Can you get the element key from the value?
Kind of. With some coding. There's unfortunately no easy trick here. Also values don't have to be unique so you could end up with the wrong key.

Adding hashes together

This is really easy, assuming you already have two hashes that already have things in them (%hash_one and %hash_two), you can just do this:
1.  %hash_three = (%hash_one, %hash_two);
Easy!

Exists - is the key already in the hash?
This is useful because duplicate keys aren't really allowed so you can check first if the key already exists before you add a new key/value pair.

And finally...
To get a list of all the keys in the hash:
print keys(%hash);
And to get a list of all the values in the hash - you guessed it:
print values(%hash);

Wednesday, 19 February 2014

How does sort actually work?

I talked about sort in my last post, but I started to read more about it and got wondering, how does it actually work?

You can use sort to order lists numerically or lexically. To sort lexically you use the cmp operator within the curly braces:
1.   sort{$a cmp $b}("please", "sort", "this", "list");
and for sorting numerically, you use the <=> operator:
1.   sort{$a <=> $b}(13,2,8,1,3,1,5,21);
What I think this means is that $a and $b refer to the two strings or numbers that are being compared when the algorithm is run. The letter "a" comes before the letter "b" in the alphabet and $a is put in front of $b in the code which means that words beginning with a letter that comes before other words in the alphabet should be sorted in front of those other words. Hopefully this all makes sense and is actually accurate.

Perl 5.6 and earlier used the quicksort algorithm and perl 5.7 and onwards, uses the merge sort algorithm. On wikipedia (http://en.wikipedia.org/wiki/Merge_sort) there's a pretty good animation at the top of the page that shows how merge sort works.

Quicksort - perl 5.6 and earlier

I remember learning this at school and uni and thinking it's pretty cool but also wondering what it was used for. We had to write a program in Java that carried out a quicksort. I should have just submitted one line of perl code...

Quicksort is a divide and conquer algorithm and there are different variations of it based on which position you choose for the pivot (explanation very soon) but I couldn't find out which version was used for sort in perl. So for simplicity, and because it's how I was taught, I'm going to choose the pivot and the value in the middle of the list.

○ ○ ○ ○ ○ ○ ○

§ Exercises to complete
[A] According to the Perl excerpt, which sorting algorithm do Perl 5.7 and later versions use?
[B] Transcribe from the Perl excerpt the part that opens with the words containing "I talked about" and closes with "is actually accurate.".
[C] Which strings does the Perl excerpt pass to sort in its lexical sorting example?
The listing comes from a separate source.

§ Material provided

○ ○ ○ ○ ○ ○ ○

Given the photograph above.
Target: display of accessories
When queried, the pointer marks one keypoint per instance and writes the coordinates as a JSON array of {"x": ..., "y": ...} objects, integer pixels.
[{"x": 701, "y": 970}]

○ ○ ○ ○ ○ ○ ○

§ Answers per task
[A] Merge sort.

[B]
I talked about sort in my last post, but I started to read more about it and got wondering, how does it actually work?

You can use sort to order lists numerically or lexically. To sort lexically you use the cmp operator within the curly braces:
1.   sort{$a cmp $b}("please", "sort", "this", "list");
and for sorting numerically, you use the <=> operator:
1.   sort{$a <=> $b}(13,2,8,1,3,1,5,21);
What I think this means is that $a and $b refer to the two strings or numbers that are being compared when the algorithm is run. The letter "a" comes before the letter "b" in the alphabet and $a is put in front of $b in the code which means that words beginning with a letter that comes before other words in the alphabet should be sorted in front of those other words. Hopefully this all makes sense and is actually accurate.

[C] "please", "sort", "this", "list"